>>
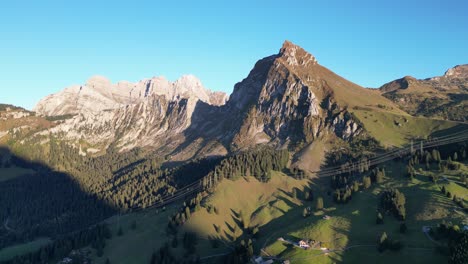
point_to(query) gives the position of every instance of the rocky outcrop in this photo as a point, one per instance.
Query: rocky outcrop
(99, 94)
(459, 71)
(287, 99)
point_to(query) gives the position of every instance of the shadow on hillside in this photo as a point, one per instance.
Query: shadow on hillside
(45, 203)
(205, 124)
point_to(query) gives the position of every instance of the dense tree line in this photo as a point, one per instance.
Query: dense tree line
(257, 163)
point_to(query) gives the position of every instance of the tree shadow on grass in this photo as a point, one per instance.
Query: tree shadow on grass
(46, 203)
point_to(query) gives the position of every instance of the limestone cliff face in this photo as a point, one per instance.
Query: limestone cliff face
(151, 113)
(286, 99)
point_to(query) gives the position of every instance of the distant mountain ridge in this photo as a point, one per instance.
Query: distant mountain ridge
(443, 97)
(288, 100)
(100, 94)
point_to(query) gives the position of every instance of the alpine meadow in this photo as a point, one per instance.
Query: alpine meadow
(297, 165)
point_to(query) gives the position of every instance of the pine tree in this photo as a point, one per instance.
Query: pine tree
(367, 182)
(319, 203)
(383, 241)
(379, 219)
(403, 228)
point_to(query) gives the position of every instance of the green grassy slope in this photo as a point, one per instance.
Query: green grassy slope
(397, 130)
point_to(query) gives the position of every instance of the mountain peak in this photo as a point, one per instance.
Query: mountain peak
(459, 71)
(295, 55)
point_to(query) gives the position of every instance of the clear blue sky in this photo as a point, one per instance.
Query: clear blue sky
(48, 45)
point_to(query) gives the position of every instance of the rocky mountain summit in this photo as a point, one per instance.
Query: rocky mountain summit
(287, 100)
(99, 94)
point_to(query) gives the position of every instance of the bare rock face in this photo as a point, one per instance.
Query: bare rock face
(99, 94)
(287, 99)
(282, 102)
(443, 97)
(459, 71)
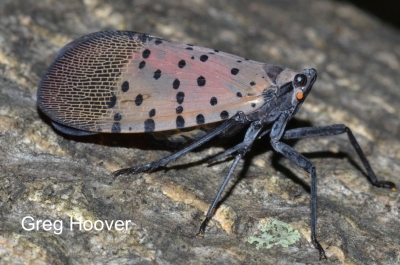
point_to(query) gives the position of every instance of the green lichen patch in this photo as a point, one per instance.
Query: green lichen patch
<<
> _INSTRUCTION_
Copy every one of the lines above word for word, but leave out the pictures.

> _REPLY TO THE TASK_
point_to(query) gives the position of every instance of the rocky outcrop in this photo as a point, one per instance.
Query: rocky outcrop
(99, 94)
(459, 71)
(287, 99)
point_to(query) gives the position of every instance of the shadow on hillside in this photo as a point, one per instance.
Query: shadow on hillside
(45, 203)
(205, 124)
point_to(query) gives the position of every instance of the dense tree line in this photo as a point, one per instance.
Query: dense tree line
(257, 163)
point_to(query) gives the position of every instance of the tree shadow on grass in this photo as a point, one per instance.
Query: tree shadow on grass
(46, 203)
point_to(query) gives the position of every instance of the limestone cliff face in this photo as a point, one per instance.
Query: limestone cliff face
(151, 113)
(286, 99)
point_to(query) gives the position of every instance of the distant mountain ridge in this photo as a point, one per instance.
Query: distant mountain ridge
(443, 97)
(288, 100)
(100, 94)
point_to(query) gives the position of every instance of the alpine meadow in this photo as a point, one per instance.
Query: alpine meadow
(297, 165)
point_to(query) gives the position of every instance of the pine tree in this photo as a point, one per instance.
Query: pine tree
(367, 182)
(319, 203)
(383, 241)
(379, 219)
(403, 228)
point_to(query) gives the position of every instance of the green grassy slope in this photo as a point, one per instance.
Query: green grassy slope
(397, 130)
point_to(query) gives the position of every instance of the mountain peak in this photo as a point, one per instance.
Query: mountain peak
(459, 71)
(295, 55)
point_to(query) gives the position of every instance of the clear blue sky in this photo as a point, one per instance.
Query: clear blue sky
(48, 45)
point_to(query) gives the position of every instance of the rocky mountain summit in this photo as a point, one per instance.
Query: rocky mountain summit
(287, 100)
(99, 94)
point_to(query) gives the position of every instance of the bare rock face in this photo as a point, one per instance.
Query: bare rock face
(99, 94)
(287, 99)
(282, 102)
(443, 97)
(459, 71)
point_to(query) gives the position of every instance of the green lichen patch in this photo as a point, one per instance.
Query: green lichen patch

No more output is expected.